- **Exercise requirements**: Rewrite every line of the material from the line containing "Where can you see the ragalahari" through the line containing "(1326, 554)", both included, and keep the request lines. In the answers, multiply each point coordinate by 2.55 and round to the nearest whole number, with halves rounded up.

- **Material to process**:
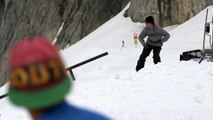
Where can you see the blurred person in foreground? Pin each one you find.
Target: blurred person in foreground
(156, 37)
(38, 82)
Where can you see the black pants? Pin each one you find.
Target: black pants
(145, 54)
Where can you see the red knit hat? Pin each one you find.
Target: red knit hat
(37, 74)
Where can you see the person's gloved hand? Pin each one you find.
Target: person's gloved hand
(146, 46)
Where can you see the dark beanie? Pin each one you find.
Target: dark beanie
(149, 19)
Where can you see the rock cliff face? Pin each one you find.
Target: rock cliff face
(26, 18)
(166, 12)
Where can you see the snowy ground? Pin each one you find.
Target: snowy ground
(171, 90)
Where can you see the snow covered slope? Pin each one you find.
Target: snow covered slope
(171, 90)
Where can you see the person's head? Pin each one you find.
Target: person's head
(37, 75)
(150, 22)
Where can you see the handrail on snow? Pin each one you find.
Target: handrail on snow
(72, 67)
(84, 62)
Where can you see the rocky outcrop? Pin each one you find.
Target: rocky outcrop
(166, 12)
(84, 16)
(26, 18)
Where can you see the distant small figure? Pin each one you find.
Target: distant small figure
(38, 82)
(123, 45)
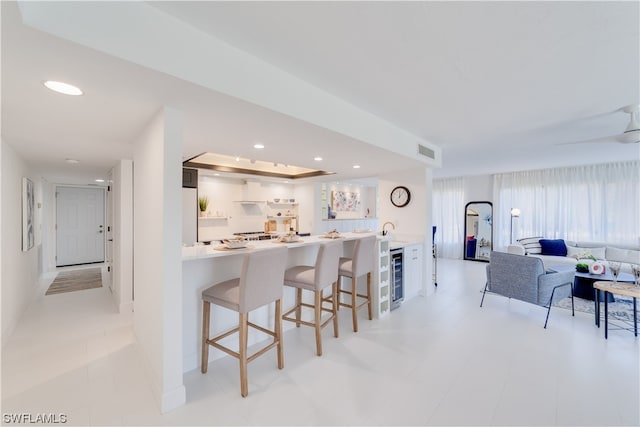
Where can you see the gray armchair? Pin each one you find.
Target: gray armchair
(524, 278)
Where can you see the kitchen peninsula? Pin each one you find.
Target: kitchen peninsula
(204, 265)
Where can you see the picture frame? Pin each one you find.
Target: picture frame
(345, 201)
(28, 214)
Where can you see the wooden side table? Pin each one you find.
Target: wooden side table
(618, 288)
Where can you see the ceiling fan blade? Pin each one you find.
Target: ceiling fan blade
(629, 137)
(604, 139)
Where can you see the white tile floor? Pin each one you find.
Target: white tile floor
(439, 360)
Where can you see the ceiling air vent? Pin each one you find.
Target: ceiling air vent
(427, 152)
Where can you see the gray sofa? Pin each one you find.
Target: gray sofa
(624, 254)
(524, 278)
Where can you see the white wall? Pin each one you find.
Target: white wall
(157, 253)
(224, 195)
(122, 199)
(478, 188)
(19, 269)
(414, 219)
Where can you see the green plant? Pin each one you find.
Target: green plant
(203, 202)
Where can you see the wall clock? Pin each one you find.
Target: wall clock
(400, 196)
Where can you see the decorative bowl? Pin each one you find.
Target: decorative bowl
(235, 243)
(582, 268)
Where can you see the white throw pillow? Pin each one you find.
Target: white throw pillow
(598, 253)
(577, 253)
(531, 245)
(623, 255)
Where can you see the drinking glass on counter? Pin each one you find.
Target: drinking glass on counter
(615, 270)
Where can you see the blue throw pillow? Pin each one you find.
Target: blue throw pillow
(553, 247)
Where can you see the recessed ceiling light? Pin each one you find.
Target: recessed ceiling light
(64, 88)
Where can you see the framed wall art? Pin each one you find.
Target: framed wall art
(345, 201)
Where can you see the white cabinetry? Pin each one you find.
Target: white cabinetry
(413, 263)
(382, 279)
(285, 214)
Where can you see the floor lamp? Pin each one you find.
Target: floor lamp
(515, 212)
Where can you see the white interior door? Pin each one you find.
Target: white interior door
(108, 275)
(80, 226)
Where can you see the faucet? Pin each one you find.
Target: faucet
(384, 232)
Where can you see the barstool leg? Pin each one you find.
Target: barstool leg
(206, 313)
(354, 306)
(334, 308)
(298, 306)
(278, 331)
(369, 296)
(244, 388)
(317, 311)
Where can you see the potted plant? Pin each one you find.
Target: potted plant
(203, 202)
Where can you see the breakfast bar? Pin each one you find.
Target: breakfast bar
(204, 265)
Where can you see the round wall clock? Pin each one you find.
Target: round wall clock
(400, 196)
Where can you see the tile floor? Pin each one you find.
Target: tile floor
(439, 360)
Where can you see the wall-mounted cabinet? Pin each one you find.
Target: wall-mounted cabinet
(284, 214)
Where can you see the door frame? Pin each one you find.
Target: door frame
(55, 217)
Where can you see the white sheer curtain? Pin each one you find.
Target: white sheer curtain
(448, 216)
(588, 203)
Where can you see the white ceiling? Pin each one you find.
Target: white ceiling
(496, 84)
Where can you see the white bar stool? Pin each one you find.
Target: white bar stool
(260, 283)
(316, 279)
(363, 262)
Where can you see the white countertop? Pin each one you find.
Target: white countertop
(209, 251)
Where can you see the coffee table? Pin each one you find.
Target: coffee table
(583, 282)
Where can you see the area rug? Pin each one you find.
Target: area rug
(76, 280)
(621, 309)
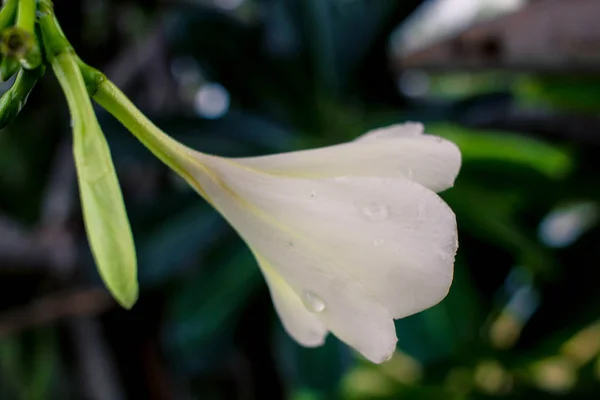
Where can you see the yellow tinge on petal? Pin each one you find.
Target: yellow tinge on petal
(348, 237)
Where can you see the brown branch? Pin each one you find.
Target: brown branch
(52, 308)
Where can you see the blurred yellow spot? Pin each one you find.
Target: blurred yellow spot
(459, 380)
(556, 374)
(367, 382)
(505, 331)
(582, 347)
(492, 378)
(403, 368)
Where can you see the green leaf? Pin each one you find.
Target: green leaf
(508, 147)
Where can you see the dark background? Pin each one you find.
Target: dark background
(522, 318)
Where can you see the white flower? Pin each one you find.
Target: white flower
(348, 237)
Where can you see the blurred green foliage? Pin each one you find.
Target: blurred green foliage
(520, 321)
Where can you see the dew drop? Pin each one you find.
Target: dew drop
(375, 211)
(313, 302)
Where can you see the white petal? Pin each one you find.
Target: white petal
(328, 238)
(408, 129)
(301, 324)
(399, 151)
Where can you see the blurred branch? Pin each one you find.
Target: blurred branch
(149, 59)
(97, 369)
(19, 249)
(49, 249)
(547, 35)
(503, 114)
(54, 307)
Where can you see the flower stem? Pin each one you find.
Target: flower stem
(26, 15)
(161, 145)
(7, 13)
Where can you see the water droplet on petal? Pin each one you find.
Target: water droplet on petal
(313, 302)
(375, 211)
(422, 213)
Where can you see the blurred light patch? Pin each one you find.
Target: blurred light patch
(459, 380)
(403, 368)
(523, 301)
(414, 83)
(228, 5)
(505, 331)
(492, 378)
(563, 226)
(436, 20)
(555, 375)
(211, 101)
(584, 346)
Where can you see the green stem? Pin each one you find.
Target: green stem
(14, 99)
(161, 145)
(55, 42)
(26, 15)
(7, 13)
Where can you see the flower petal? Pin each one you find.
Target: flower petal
(369, 249)
(301, 324)
(398, 151)
(397, 131)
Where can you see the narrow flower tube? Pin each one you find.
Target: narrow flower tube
(348, 237)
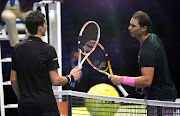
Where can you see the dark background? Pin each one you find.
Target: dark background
(113, 16)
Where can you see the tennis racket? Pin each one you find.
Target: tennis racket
(100, 61)
(89, 32)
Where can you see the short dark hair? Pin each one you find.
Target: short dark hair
(143, 19)
(33, 21)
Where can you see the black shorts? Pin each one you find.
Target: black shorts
(23, 113)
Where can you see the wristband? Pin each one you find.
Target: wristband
(70, 78)
(128, 80)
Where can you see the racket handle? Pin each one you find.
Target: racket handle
(73, 84)
(122, 90)
(120, 87)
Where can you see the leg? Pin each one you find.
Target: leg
(10, 19)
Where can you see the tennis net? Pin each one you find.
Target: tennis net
(84, 104)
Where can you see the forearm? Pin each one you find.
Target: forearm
(61, 80)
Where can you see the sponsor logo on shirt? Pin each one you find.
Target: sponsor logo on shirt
(55, 59)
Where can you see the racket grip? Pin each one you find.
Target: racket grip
(73, 84)
(122, 90)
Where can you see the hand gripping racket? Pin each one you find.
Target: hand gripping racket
(100, 61)
(89, 32)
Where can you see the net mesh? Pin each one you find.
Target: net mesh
(97, 105)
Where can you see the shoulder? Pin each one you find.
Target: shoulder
(154, 42)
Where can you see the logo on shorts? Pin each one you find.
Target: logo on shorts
(55, 59)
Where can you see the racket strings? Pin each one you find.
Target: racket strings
(98, 59)
(89, 33)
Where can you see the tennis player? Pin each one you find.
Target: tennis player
(34, 71)
(152, 60)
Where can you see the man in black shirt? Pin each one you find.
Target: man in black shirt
(155, 80)
(34, 71)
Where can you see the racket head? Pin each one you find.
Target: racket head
(89, 32)
(99, 59)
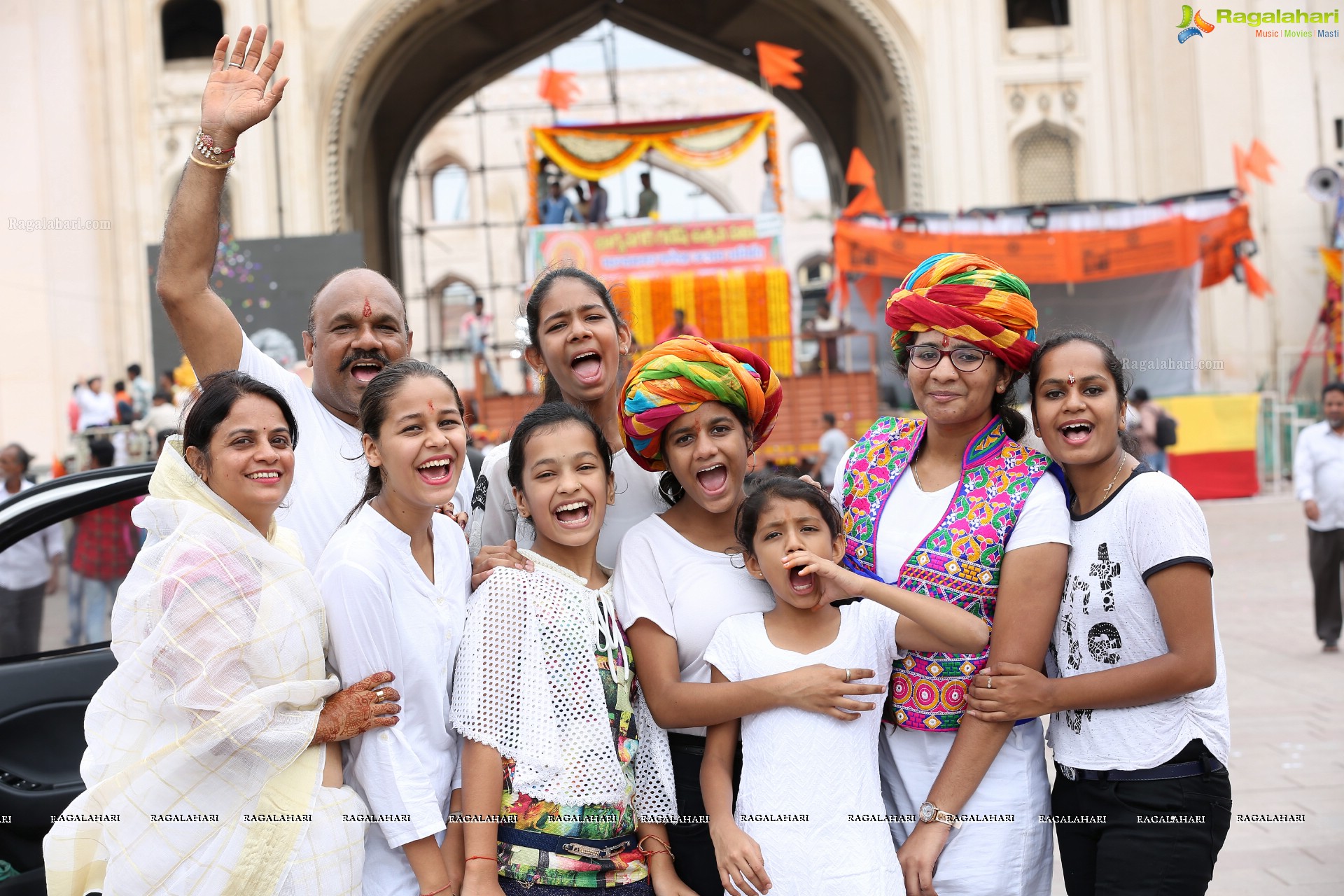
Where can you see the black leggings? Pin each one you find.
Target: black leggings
(690, 841)
(1124, 858)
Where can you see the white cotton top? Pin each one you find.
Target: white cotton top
(911, 514)
(804, 763)
(384, 614)
(330, 468)
(685, 590)
(495, 514)
(27, 564)
(1108, 620)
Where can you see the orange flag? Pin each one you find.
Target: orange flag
(778, 65)
(860, 172)
(558, 88)
(1259, 160)
(867, 200)
(1256, 281)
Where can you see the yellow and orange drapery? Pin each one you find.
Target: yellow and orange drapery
(749, 308)
(593, 152)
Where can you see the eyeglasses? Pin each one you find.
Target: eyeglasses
(964, 358)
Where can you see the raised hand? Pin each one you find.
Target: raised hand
(235, 94)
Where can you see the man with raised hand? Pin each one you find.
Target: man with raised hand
(356, 321)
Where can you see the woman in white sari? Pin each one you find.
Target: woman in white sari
(213, 764)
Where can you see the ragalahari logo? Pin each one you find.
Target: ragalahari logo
(1191, 24)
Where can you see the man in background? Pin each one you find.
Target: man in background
(648, 199)
(1319, 481)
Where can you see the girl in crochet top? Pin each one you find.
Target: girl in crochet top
(564, 770)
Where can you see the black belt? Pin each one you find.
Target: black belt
(592, 849)
(1200, 766)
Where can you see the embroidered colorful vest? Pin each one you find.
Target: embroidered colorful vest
(958, 562)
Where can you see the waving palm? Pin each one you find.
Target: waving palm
(235, 94)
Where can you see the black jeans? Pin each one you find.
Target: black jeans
(1124, 856)
(690, 841)
(1326, 554)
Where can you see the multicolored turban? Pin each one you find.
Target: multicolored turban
(678, 377)
(967, 298)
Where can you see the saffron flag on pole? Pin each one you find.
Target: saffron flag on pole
(778, 65)
(558, 88)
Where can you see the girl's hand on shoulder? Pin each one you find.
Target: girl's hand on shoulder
(836, 582)
(1009, 691)
(741, 862)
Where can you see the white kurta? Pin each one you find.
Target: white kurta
(384, 614)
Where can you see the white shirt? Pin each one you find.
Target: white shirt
(911, 514)
(26, 564)
(330, 468)
(1108, 620)
(685, 590)
(96, 409)
(384, 614)
(834, 445)
(1319, 475)
(495, 517)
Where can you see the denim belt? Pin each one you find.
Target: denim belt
(578, 846)
(1161, 773)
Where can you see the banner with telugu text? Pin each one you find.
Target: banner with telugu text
(659, 250)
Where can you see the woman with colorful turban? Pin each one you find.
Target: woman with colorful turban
(696, 412)
(955, 507)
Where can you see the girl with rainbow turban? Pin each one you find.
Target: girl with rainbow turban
(695, 412)
(952, 505)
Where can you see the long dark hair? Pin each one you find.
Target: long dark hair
(540, 289)
(1002, 403)
(372, 412)
(1109, 360)
(542, 419)
(671, 488)
(214, 400)
(784, 488)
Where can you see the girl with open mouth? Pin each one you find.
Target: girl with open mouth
(695, 412)
(1138, 687)
(394, 580)
(578, 343)
(565, 776)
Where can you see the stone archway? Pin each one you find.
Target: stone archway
(424, 57)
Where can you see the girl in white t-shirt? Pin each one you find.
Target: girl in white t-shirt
(1138, 688)
(394, 580)
(695, 412)
(809, 813)
(578, 343)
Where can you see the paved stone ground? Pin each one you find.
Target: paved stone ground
(1288, 715)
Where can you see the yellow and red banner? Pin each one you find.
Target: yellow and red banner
(1214, 456)
(657, 250)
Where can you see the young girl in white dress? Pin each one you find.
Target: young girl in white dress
(564, 771)
(809, 814)
(394, 580)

- **Response to this task**:
Where can you see the ragalahari logo? Pin each one you find.
Target: ragalahari logo
(3037, 61)
Where can you see the man in background? Pin each one you find.
Target: man in background
(1652, 507)
(3363, 1227)
Where can you see the girl in crochet top? Pin each one you find.
Target: girl in crochet top
(1438, 1964)
Where can you see the black belt? Pin each one you find.
Target: black belt
(1510, 2165)
(3060, 1953)
Where can you see the embroidered colorful vest? Pin each one you find.
Target: embroidered colorful vest
(2443, 1433)
Where can you see the waving palm? Pin each one you find.
Target: waving palm
(599, 240)
Where can you see the black jeans? Pin each one you find.
Target: black jeans
(2866, 2183)
(1760, 2145)
(3381, 1413)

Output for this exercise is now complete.